### Selection
-- START --
7.     Disability.  In the event that Employee shall be unable to
perform because of illness or incapacity, physical or mental, the duties and
services to be performed by him hereunder for a period of one hundred and
eighty (180) consecutive days or an aggregate period of more than one hundred
and eighty (180) days in any 12-Month period, the Company may terminate this
Agreement after the expiration of such period. 
Upon such termination, Employee shall be entitled to receive the base
salary provided by paragraph 4(a) and the additional benefits, if any, provided
by paragraph 4(d), in each instance through the date of such termination.

 

8.     NonCompetition and
NonDisclosure.  (a) Employee
covenants and agrees that throughout the Employment Period and for a period of
twelve (12) months thereafter, he will not, directly or indirectly, own,
manage, operate or control, or participate in the ownership, management,
operation or control of, any business competing directly in the United States
of America with the business conducted by the Company or any subsidiary of the
Company during the Employment Period; provided, however, that
Employee may own not more than 5% of the outstanding securities of any class of
any corporation engaged in any such business, if such securities are listed on
a national securities exchange or the NASDAQ Stock Market regularly traded in
the Over the Counter market by a member of a national securities association.

 

(b)   Employee covenants and
agrees that, (i) throughout the Employment Period, he will not directly or
indirectly solicit, entice or induce any person (collectively, 

 

4

 

“Solicit”) who during
the Employment Period is associated with, employed by or is a customer of the
Company or any subsidiary, and (ii) for a period of twenty-four (24) months
following the Employment Period, he will not Solicit any person who is, or
within the last three months of Employee’s employment by the Company was,
associated with, employed by, or was a customer of the Company or any
subsidiary of the Company, in each case, to leave the employ of, terminate his
association or its relationship with the Company, or any subsid­iary of the
Company, or solicit the employment or business of any such person on his own
behalf or on behalf of any other business enterprise.
-- END --
### Stated goal 1
According to the employment agreement excerpt, for how long after the Employment Period is Employee barred from competing with the Company?
### Stated goal 2
Reproduce the passage of the employment agreement excerpt between "Upon such termination, Employee" and "of such termination.", inclusive.
### Stated goal 3
In the employment agreement excerpt, on what grounds may the Company terminate the Agreement under the disability provision?

### Entries provided
-- START --
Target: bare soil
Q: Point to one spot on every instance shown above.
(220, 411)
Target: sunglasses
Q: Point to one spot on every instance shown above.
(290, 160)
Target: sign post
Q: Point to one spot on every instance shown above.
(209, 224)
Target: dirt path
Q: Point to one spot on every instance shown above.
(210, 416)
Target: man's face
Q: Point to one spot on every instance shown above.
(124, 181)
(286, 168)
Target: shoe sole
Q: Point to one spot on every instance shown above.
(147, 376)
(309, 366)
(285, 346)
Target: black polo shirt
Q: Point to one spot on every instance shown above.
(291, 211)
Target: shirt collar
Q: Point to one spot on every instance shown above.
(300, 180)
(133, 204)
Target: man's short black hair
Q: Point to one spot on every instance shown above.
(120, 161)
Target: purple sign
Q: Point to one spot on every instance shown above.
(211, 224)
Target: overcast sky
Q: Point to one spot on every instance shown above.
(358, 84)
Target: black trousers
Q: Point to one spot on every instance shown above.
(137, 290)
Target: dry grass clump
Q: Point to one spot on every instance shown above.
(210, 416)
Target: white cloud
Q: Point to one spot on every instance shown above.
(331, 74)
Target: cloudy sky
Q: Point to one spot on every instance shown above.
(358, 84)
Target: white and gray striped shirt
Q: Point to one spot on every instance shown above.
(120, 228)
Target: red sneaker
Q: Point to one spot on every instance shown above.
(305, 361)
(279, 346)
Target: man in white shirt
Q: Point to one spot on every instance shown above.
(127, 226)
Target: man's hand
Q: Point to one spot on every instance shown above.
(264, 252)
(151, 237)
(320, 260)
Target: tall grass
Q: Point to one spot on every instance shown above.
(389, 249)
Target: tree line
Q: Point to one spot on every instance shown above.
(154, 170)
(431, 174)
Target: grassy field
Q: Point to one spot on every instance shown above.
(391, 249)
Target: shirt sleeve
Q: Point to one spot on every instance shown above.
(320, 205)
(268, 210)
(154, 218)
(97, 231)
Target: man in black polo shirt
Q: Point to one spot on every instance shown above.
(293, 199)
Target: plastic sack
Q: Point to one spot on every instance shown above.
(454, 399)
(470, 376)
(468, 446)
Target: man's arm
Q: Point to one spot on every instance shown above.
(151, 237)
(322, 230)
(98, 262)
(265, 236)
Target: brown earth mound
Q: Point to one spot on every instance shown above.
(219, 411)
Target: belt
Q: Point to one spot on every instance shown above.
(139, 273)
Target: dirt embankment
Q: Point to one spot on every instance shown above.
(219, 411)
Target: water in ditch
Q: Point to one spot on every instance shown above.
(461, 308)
-- END --
### Final answer 1
Twelve (12) months.

### Final answer 2
Upon such termination, Employee shall be entitled to receive the base
salary provided by paragraph 4(a) and the additional benefits, if any, provided
by paragraph 4(d), in each instance through the date of such termination.

### Final answer 3
The Company may terminate the Agreement if Employee cannot perform his duties because of physical or mental illness or incapacity. This applies if the inability lasts for 180 consecutive days, or for more than 180 days in aggregate within any 12-month period. Termination may take place after that period expires.